• **CZĘŚCI ĆWICZENIA**:
A. Odpowiedz krótko na pytania do fragmentu o wizycie polskich biskupów w Watykanie:
(i) Czego według cytowanego referatu doświadczali biskupi podczas wszystkich wizyt w dykasteriach?
(ii) Ile próśb wpłynęło w zeszłym roku do watykańskiego trybunału z Polski i ilu z nich nadano bieg?
(iii) Jakim określeniem przed soborem watykańskim II opatrywano Żydów w modlitwie wielkopiątkowej?
B. Rozwiń fragment o wizycie polskich biskupów w Watykanie, dopisując jego dalszy ciąg po ostatnim zdaniu.

Dywanik miękki i pięknie haftowany

Konkretów tyle, co kot napłakał. Obszerny referat o wizycie polskich biskupów w Watykanie czytamy z poczuciem, że w istocie nic się w Kościele w Polsce nie zmienia.

Nie dominuje temat krzywdzicieli w sutannach i habitach, dominuje korporacyjna wizja Kościoła, który ma to i owo za uszami, napotyka na pewne przeszkody w działaniu, ale wciąż ma poczucie, że jest po jasnej stronie mocy, bo niedociągnięcia da się naprawić, a wizerunek instytucji przypudrować: „Wszystkie spotkania miały bardzo dobry przebieg, słuchano siebie, otwarcie stawiano pytania, nie było tematów tabu. Biskupi zachęcani byli do otwartości i szczerości. Podczas wszystkich wizyt w dykasteriach biskupi doświadczali ciepła, braterstwa i gotowości do pomocy w rozwiązywaniu różnych problemów”.

Konkrety: pod względem spraw rozwodowych napływających do watykańskiego trybunału, który może unieważnić małżeństwo katolickie, Polska jest druga w Kościele Powszechnym (w zeszłym roku wpłynęło ponad 130 próśb, 80 nadano bieg).

Powrócił temat wielkopiątkowej modlitwy w Kościele w Polsce za Żydów (ale jak powrócił, tego referat nie precyzuje; sprawa tekstu modlitwy ciągnie się od lat, przed soborem watykańskim II Kościół modlił się za „wiarołomnych” Żydów, po soborze tekst zmieniono, usuwając to określenie; nie wszyscy księża w Polsce zmianę respektowali).

• **WYCIĄG DANYCH**:

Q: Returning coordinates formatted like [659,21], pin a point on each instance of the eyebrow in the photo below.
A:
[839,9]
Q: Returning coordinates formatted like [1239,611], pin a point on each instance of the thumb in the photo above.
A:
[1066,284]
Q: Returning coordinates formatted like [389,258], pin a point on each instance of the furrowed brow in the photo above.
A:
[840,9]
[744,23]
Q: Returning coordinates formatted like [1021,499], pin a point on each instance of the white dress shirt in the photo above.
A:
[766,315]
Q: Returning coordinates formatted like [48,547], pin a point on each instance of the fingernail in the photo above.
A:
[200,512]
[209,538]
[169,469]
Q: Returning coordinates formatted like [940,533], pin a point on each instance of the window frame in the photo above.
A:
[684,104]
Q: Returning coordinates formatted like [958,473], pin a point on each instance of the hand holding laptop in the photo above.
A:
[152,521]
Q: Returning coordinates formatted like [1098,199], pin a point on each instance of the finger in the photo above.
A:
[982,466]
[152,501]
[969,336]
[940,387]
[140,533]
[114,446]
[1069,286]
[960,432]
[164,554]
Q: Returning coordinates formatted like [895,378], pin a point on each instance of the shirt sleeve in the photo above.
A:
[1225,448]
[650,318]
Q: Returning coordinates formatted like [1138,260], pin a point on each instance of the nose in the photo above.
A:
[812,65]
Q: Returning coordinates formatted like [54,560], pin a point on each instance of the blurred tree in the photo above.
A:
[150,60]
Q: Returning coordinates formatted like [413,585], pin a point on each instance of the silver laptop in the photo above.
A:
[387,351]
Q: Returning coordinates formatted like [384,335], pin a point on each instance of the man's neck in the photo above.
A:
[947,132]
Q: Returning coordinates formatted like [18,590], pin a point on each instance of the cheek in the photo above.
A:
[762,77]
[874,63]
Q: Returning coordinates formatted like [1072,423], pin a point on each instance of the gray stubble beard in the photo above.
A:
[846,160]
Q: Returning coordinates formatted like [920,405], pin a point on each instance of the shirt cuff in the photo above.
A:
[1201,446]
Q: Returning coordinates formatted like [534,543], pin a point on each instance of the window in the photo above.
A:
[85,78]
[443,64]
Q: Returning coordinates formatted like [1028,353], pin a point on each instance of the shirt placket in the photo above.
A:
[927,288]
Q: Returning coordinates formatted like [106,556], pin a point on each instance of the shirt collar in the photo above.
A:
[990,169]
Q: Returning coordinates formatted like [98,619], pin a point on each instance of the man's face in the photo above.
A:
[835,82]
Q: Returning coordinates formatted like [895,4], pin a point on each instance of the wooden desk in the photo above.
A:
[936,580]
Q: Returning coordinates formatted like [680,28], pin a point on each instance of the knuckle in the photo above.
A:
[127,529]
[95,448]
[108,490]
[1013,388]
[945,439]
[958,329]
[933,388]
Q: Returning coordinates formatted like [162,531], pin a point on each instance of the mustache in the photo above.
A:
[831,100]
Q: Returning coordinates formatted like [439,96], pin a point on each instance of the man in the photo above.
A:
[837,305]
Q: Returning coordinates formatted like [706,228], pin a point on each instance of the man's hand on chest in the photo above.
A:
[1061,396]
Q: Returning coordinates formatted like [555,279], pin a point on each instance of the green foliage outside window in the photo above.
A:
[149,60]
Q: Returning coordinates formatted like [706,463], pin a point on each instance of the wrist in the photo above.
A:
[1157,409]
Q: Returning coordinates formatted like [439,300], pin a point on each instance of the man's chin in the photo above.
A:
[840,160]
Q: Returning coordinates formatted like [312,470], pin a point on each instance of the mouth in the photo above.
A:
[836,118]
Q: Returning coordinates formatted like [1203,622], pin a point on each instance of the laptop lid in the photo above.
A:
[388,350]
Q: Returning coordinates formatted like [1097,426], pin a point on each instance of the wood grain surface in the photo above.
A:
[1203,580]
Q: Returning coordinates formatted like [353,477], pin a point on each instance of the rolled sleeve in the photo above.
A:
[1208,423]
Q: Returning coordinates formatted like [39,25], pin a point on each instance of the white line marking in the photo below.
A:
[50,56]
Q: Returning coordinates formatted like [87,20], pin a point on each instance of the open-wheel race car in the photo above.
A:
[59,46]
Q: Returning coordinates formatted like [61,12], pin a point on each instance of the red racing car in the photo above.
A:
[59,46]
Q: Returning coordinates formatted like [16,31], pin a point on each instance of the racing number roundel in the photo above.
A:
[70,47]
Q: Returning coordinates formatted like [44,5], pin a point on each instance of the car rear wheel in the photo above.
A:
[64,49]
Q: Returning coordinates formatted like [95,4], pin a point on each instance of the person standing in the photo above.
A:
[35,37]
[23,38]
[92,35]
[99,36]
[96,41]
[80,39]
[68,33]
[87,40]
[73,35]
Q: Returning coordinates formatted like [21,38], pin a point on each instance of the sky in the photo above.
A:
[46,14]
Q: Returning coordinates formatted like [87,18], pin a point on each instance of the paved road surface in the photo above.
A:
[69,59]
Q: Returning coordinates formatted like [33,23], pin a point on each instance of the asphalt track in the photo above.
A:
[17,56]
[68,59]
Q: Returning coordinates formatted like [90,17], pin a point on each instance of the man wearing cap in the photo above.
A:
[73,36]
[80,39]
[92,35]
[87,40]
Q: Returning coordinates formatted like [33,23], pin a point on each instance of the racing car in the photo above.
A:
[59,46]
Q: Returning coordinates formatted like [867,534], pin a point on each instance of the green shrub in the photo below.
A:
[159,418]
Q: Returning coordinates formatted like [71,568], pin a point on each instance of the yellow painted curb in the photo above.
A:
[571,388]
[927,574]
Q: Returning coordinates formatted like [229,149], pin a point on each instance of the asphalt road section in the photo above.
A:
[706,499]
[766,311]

• **ODPOWIEDZI**:
A.
(i) Ciepła, braterstwa i gotowości do pomocy w rozwiązywaniu różnych problemów.
(ii) Wpłynęło ponad 130 próśb, a 80 z nich nadano bieg.
(iii) Określeniem „wiarołomni”.

B.
Po raz pierwszy do Rzymu pojechało w polskiej delegacji trzech hierarchów greckokatolickich; chcieli zwrócić uwagę Watykanu na „problemy małżeńskie” żonatych księży unickich (jakie, nie podano). Abp Eugeniusz Popowicz prosił o utworzenie unickiego sądu kościelnego, doproszenie hierarchy greckokatolickiego do komisji wspólnej rządu i episkopatu (której spotkania i tak się od dawna nie odbywają) oraz zgodę na budowę unickiej świątyni w Warszawie, gdzie mieszka obecnie ok. 200 tys. Ukraińców.

Pandemia? Ani słowa o księżach antyszczepionkowcach. Za to niepokój, że wzrosła aktywność „wyrosłych na podłożu amerykańskim ruchów odwołujących się do duchowości pentakostalnej” (zielonoświątkowców), stawiających bardziej na uczucia niż rozum (tak jakby sekciarstwo nie kwitło w samym KRK).

Polscy biskupi tłumaczyli, że nie są ani po stronie prawicy, ani lewicy czy centrum, „tylko po stronie Ewangelii” (w referacie mamy wzmiankę, że zarówno papież, jak i watykańscy prałaci ku zaskoczeniu Polaków byli dobrze zorientowani w polskich realiach, więc jak to pogodzić z potrzebą „wyjaśniania” tego, co jest oczywiste: rosnącego upolitycznienia części biskupów i kleru po linii prawicowej?).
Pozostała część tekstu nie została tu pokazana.